• WHAT THE TASK REQUIRES: Pull out each line of the material below that contains the string "neckline". The match is case-sensitive.

## start

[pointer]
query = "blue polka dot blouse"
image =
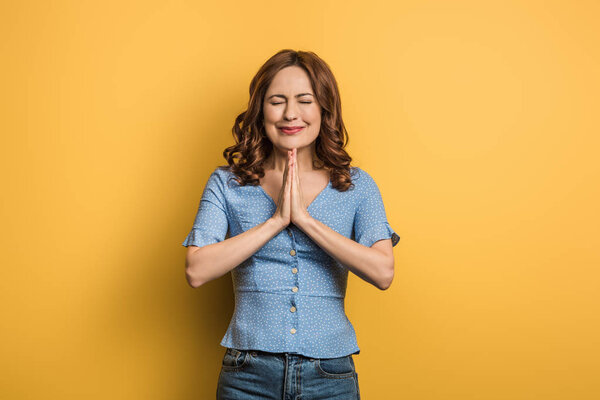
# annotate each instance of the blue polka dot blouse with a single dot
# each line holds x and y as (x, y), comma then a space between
(289, 296)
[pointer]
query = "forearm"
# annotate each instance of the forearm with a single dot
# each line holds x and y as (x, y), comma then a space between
(367, 263)
(215, 260)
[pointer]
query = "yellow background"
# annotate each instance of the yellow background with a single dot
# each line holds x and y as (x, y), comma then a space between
(478, 120)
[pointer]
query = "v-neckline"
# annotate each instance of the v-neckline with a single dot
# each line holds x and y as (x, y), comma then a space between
(307, 207)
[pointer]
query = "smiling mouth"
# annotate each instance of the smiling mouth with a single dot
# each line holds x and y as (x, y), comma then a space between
(291, 131)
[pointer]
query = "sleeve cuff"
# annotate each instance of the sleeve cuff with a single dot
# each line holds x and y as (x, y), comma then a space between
(379, 232)
(197, 238)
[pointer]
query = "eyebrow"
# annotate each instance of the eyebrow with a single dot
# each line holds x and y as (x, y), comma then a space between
(298, 95)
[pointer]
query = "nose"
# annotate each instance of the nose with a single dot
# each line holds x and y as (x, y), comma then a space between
(290, 112)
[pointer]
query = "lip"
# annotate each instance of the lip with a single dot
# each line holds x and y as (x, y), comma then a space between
(291, 130)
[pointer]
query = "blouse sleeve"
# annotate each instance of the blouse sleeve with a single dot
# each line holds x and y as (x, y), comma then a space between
(370, 221)
(210, 225)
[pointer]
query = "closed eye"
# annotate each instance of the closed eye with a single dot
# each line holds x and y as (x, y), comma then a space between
(303, 102)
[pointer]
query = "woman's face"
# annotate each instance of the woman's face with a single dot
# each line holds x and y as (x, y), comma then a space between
(290, 102)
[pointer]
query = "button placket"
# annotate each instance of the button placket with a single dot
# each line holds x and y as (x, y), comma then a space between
(295, 288)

## end

• EXERCISE ANSWER:
query = "v-neckline"
# annotate each instance of the v-neckline with a single dot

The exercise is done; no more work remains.